=== RECORDS FOR THE TASK ===

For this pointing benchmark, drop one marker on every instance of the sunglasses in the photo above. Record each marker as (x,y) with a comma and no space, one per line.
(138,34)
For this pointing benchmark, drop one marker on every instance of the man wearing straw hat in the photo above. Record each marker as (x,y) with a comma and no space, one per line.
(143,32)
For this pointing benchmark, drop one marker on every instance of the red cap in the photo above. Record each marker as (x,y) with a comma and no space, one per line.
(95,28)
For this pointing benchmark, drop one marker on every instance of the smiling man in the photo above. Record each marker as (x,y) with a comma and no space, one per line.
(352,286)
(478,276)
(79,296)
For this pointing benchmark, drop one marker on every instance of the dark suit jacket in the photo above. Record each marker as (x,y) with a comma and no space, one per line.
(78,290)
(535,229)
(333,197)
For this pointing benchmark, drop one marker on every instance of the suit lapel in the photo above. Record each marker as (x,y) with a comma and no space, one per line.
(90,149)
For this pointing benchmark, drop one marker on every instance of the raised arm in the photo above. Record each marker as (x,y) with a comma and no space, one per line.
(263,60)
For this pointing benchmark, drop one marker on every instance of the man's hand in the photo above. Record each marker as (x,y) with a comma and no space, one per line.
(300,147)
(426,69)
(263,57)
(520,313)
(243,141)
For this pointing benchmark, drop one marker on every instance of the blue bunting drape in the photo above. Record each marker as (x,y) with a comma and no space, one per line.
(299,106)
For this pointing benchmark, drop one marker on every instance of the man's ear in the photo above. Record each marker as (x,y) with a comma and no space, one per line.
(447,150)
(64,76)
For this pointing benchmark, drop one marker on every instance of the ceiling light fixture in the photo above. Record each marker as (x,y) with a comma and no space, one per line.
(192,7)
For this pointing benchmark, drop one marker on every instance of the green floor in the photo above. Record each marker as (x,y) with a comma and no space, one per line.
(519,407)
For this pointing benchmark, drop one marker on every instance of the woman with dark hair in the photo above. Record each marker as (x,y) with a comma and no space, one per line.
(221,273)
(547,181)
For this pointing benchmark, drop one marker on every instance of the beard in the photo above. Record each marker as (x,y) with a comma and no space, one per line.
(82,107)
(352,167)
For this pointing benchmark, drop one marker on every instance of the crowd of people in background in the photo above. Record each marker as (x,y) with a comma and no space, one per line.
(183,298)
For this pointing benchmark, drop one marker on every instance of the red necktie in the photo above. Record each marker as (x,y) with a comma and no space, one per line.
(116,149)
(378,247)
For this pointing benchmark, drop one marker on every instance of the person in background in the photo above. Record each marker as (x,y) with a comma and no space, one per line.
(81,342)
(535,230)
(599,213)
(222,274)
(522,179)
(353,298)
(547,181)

===

→ **INSTRUCTIONS FOR THE TASK**
Write out every one of the records above verbatim, changing nothing.

→ **WRITTEN ANSWER**
For this pointing benchmark, drop one marker on every instance of the sunglasses in the photo above. Record each marker as (x,y) with a comma and no space, one per line.
(138,34)
For this pointing benchmark, drop one marker on every instance of the man wearing straw hat in the photo above. Record each marker as (x,y) with a comma and no space, one per line.
(143,32)
For this pointing benchmark, drop one marker on every instance of the red cap in the photo above. Record each marker as (x,y) with a comma and no space, one per line.
(95,28)
For this pointing benchmark, drop one marker on every instance of the smiling man in the photo above. Record each marker as (x,y) with a comma and no space, one per line.
(352,286)
(478,276)
(79,296)
For this pointing benchmark, drop one marker on every instance of the dark suit jacket in the photo above. Record each marker as (x,y) with a comma and no space, one per line.
(78,290)
(535,229)
(333,197)
For this pointing benchmark, drop one marker on every instance of the suit lapel in the photo above. Record each marker as (x,y) with a comma and no space, one per line.
(90,149)
For this pointing benchmark, drop one marker on every instance of the raised arm in the photo above. Record each marker as (x,y) with a comma and no space, one per line.
(263,60)
For this pointing benchmark, drop one marker on every instance of the man's hand in the photo above. Record each marker as (x,y) with a comma and no space, one per line.
(300,147)
(426,69)
(263,57)
(520,313)
(243,141)
For this pointing benchmark, drop one marker on every instance of the blue bunting drape in the photo above. Record each marker as (x,y) with a comma and no space, one per line.
(299,106)
For this pointing benchmark, drop one marker on every instance of the man's ear in the photo above. Record each marker as (x,y) with a comma and no space, one per line.
(447,150)
(64,76)
For this pointing benchmark, drop one marker on every instance of the ceiling light fixture in the photo above. Record each marker as (x,y) with a comma and no space, one per line.
(192,7)
For this pointing benchmark, drop one marker on every instance of the green floor in the photo above. Record each marker as (x,y) with a comma and no space, one per line.
(519,407)
For this pointing benchmark, drop one marker on every instance of the woman with dark hair in the photo above. Record each marker as (x,y) with a comma and no space, one per line.
(221,273)
(547,181)
For this pointing benchmark, drop one marker on every instance of the beard in the photo above. Record each marker as (x,y) with a comma and no space, one per line.
(82,107)
(352,167)
For this pointing benchmark, drop one marker on every instance of the crowd of people in background in the photo above. Record each marker as (x,y) with a comma and no space, one per line.
(183,298)
For this pointing benchmark, drop one marker on every instance of the red necktie in the photo above. Record each marker as (x,y) with a comma and no space, one per line.
(116,149)
(378,247)
For this pointing benchmark, drop one marker on every instance of the person in background in the photo above. Record each marker as (x,y) with a comma and no space, one per line.
(81,342)
(535,230)
(599,213)
(222,274)
(522,179)
(353,298)
(547,181)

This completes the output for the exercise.